===== LISTED ENTRIES

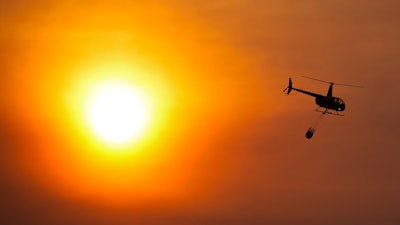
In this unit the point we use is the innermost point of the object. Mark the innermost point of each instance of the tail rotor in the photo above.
(289, 88)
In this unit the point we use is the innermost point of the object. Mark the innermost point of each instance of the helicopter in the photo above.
(330, 104)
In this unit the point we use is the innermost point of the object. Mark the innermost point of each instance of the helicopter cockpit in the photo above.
(340, 103)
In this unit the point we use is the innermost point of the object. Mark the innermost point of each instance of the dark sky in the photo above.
(233, 149)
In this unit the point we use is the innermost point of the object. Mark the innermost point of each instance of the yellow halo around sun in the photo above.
(117, 113)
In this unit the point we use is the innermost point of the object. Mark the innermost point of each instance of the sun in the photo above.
(117, 113)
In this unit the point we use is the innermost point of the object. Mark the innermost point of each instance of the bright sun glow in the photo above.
(117, 113)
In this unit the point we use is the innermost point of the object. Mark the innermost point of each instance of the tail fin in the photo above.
(289, 88)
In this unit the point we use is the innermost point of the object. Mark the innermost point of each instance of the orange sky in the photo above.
(227, 146)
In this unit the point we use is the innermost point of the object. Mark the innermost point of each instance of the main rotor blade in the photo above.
(348, 85)
(317, 80)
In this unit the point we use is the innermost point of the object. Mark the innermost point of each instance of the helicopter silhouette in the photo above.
(330, 104)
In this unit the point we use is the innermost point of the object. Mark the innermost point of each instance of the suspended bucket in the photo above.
(310, 133)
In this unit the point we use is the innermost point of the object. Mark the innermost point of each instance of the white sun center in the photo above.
(117, 114)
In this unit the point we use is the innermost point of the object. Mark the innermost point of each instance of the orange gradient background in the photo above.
(223, 145)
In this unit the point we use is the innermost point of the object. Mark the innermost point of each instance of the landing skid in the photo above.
(326, 111)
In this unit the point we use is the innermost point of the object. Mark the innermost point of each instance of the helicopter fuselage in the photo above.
(333, 103)
(328, 102)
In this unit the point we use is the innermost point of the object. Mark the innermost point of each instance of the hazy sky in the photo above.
(231, 147)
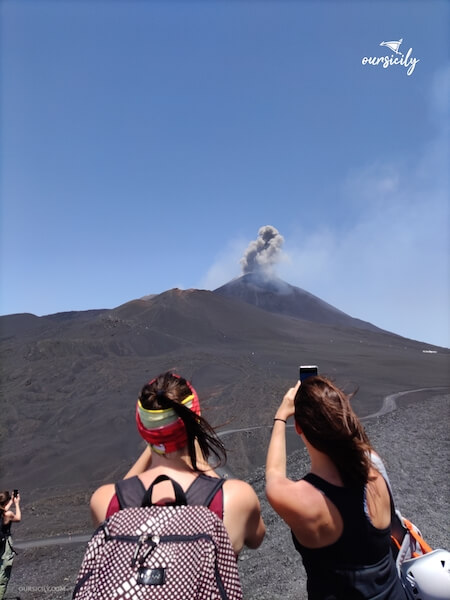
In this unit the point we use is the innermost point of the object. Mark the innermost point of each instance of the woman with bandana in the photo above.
(180, 442)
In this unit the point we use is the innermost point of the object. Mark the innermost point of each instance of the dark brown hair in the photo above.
(330, 425)
(168, 391)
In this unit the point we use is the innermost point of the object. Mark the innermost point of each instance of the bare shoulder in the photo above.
(294, 499)
(236, 488)
(100, 500)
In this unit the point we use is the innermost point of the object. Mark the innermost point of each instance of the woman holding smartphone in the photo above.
(340, 512)
(8, 517)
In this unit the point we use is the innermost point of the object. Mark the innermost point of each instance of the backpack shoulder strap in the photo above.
(203, 489)
(129, 492)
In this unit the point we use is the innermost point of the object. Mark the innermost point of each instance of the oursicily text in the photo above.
(406, 61)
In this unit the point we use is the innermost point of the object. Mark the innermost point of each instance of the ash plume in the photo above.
(263, 253)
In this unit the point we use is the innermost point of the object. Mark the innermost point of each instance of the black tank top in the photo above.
(359, 565)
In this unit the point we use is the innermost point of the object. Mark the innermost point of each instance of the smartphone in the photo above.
(306, 371)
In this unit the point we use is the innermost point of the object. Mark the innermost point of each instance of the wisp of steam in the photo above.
(263, 253)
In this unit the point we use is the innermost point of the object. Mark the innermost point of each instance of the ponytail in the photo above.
(324, 414)
(169, 391)
(197, 428)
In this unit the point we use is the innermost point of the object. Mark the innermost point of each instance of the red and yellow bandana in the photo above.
(162, 428)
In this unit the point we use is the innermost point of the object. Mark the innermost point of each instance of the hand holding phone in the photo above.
(306, 371)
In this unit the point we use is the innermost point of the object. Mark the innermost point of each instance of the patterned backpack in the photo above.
(172, 552)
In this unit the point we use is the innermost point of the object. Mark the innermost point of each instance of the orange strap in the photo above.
(419, 539)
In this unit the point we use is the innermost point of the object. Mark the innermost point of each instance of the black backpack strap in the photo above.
(180, 497)
(130, 492)
(203, 489)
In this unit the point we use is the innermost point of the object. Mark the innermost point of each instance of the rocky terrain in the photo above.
(69, 383)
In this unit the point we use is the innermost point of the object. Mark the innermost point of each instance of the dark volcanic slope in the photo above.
(277, 296)
(69, 381)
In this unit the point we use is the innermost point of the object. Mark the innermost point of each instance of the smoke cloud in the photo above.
(263, 253)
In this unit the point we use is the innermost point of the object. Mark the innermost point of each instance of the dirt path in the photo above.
(389, 404)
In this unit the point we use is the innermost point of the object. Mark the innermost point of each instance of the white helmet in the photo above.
(428, 576)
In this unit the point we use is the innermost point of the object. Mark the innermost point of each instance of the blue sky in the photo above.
(145, 143)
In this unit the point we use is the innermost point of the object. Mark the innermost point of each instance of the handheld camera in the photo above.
(306, 371)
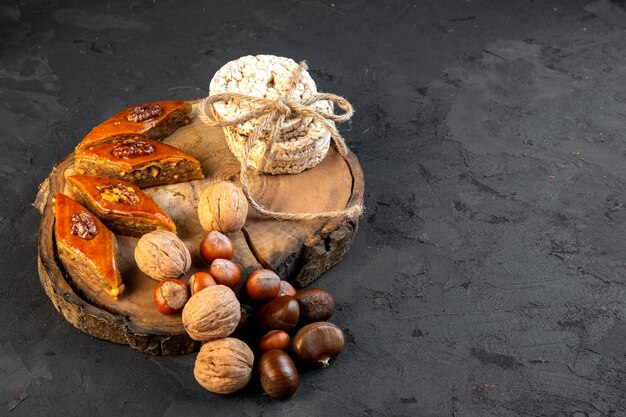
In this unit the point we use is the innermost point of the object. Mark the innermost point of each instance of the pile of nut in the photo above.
(211, 311)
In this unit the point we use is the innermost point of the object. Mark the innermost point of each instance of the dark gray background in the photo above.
(488, 276)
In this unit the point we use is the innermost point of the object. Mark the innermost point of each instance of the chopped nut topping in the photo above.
(83, 225)
(132, 148)
(143, 113)
(119, 194)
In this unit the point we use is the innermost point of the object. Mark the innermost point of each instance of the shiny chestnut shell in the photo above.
(282, 313)
(278, 374)
(318, 342)
(225, 272)
(315, 305)
(263, 285)
(275, 339)
(286, 289)
(216, 245)
(199, 281)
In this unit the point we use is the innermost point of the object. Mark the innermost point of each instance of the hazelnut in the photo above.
(286, 289)
(211, 313)
(225, 272)
(199, 281)
(224, 365)
(278, 374)
(263, 285)
(318, 342)
(170, 296)
(161, 255)
(222, 207)
(275, 339)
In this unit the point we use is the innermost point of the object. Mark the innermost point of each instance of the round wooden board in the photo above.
(298, 251)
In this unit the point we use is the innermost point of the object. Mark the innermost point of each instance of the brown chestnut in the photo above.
(263, 285)
(318, 342)
(199, 281)
(170, 296)
(216, 245)
(278, 374)
(225, 272)
(274, 339)
(315, 305)
(282, 313)
(286, 289)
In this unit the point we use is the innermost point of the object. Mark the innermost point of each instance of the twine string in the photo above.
(273, 114)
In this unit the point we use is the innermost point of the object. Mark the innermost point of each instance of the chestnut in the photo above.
(216, 245)
(199, 281)
(318, 342)
(225, 272)
(282, 313)
(315, 304)
(263, 285)
(278, 374)
(286, 289)
(170, 296)
(274, 339)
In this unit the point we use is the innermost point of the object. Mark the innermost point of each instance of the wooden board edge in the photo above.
(329, 245)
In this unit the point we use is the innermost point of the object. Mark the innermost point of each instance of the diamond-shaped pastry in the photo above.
(142, 162)
(152, 120)
(122, 207)
(86, 247)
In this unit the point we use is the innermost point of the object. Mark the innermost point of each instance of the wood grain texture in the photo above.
(297, 251)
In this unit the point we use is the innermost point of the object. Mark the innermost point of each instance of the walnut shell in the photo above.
(162, 255)
(224, 365)
(211, 313)
(223, 207)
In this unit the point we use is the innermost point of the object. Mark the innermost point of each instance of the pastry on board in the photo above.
(86, 247)
(122, 207)
(141, 162)
(155, 120)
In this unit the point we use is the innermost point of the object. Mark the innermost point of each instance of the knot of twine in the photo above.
(273, 114)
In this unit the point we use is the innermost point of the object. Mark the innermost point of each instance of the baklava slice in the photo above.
(142, 162)
(122, 207)
(155, 120)
(86, 247)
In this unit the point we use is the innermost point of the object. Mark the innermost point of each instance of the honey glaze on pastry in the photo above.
(152, 120)
(122, 207)
(86, 247)
(141, 162)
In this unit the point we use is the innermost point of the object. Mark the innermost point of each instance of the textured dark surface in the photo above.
(488, 275)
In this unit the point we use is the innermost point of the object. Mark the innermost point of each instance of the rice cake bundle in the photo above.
(301, 143)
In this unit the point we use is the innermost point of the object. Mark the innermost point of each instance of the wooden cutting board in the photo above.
(298, 251)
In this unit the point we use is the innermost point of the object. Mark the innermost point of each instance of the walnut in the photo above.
(144, 112)
(212, 313)
(83, 225)
(224, 365)
(223, 207)
(161, 255)
(119, 194)
(132, 148)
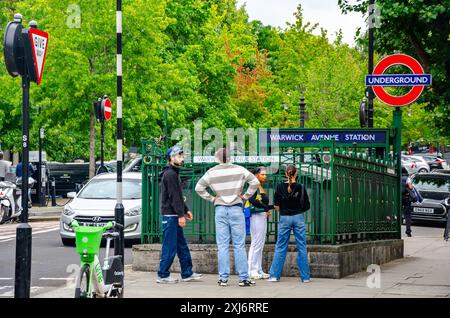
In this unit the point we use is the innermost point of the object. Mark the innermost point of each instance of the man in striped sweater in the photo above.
(227, 181)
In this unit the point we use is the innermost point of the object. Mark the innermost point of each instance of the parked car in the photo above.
(446, 171)
(417, 164)
(94, 205)
(434, 161)
(435, 189)
(70, 177)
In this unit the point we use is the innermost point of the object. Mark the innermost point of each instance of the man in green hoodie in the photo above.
(174, 215)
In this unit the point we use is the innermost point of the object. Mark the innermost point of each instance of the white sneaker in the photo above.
(256, 276)
(264, 275)
(194, 276)
(167, 280)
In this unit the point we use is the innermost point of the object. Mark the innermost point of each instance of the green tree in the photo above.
(421, 29)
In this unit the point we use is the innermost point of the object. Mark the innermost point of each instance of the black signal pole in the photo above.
(24, 232)
(119, 208)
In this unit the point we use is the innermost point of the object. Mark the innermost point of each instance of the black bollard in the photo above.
(53, 192)
(23, 261)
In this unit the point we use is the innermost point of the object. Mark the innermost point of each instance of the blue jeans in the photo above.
(230, 224)
(447, 227)
(174, 243)
(296, 223)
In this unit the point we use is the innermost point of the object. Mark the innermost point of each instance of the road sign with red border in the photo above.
(418, 80)
(107, 108)
(39, 43)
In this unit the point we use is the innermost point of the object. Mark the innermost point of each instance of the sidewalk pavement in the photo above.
(46, 213)
(423, 272)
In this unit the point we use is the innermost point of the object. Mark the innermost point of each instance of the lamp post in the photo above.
(286, 109)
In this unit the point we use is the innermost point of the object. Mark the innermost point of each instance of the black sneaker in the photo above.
(246, 283)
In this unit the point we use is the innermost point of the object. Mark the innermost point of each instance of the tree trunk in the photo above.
(92, 146)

==========

One line above contains "hoodie in the photo above.". Output that line and each one after it, word for word, and nothing else.

In this unit the point we use is the innermost point of the object. Mark the innermost point of each instance of the man in green hoodie in the photo above.
(174, 215)
In this unit the point we use is the innermost point of the object. Mark the innermost point of each instance of the white sneaker in the photo above.
(256, 276)
(264, 275)
(194, 276)
(167, 280)
In this unit the point we use is the innermost point of the object. Mark the innermost point of each instance of the green tree in the photo above.
(421, 29)
In this unit the point we use is the innermost point of the object. Mark the innermost point of each instance of the black signal pole in the photo above.
(24, 232)
(119, 208)
In this unit the point we use is the innermost point of the object. Mark the innermost point of each instance of the black bollard in the photo above.
(53, 192)
(23, 261)
In this unit the point we use is the innermost point of the object. Mark the innermost point of each instance of the blue jeans in the photo above.
(230, 224)
(447, 227)
(174, 243)
(296, 223)
In this unit the point we use is the innermost point of the object. Mark the innermost point of each instance of the road sign with red border in the photo above.
(418, 80)
(107, 108)
(39, 43)
In this unit the point we use is the innermost point of the object. Mark the innermost point of each instance of the sidewalk pavement in the photo above.
(46, 213)
(423, 272)
In this unit the point we use is the innermost point of the object. Mark the innermost point of each instance of the lamp post in the photo above.
(286, 109)
In this unit the point we use is the innermost point of the object. Mark the innermost point of each instance of the black sneaker in the photo above.
(246, 283)
In this unit the point we use is the innermost point of the object. Mark the innermost point of each instance of the tree trunk in the photo above.
(92, 146)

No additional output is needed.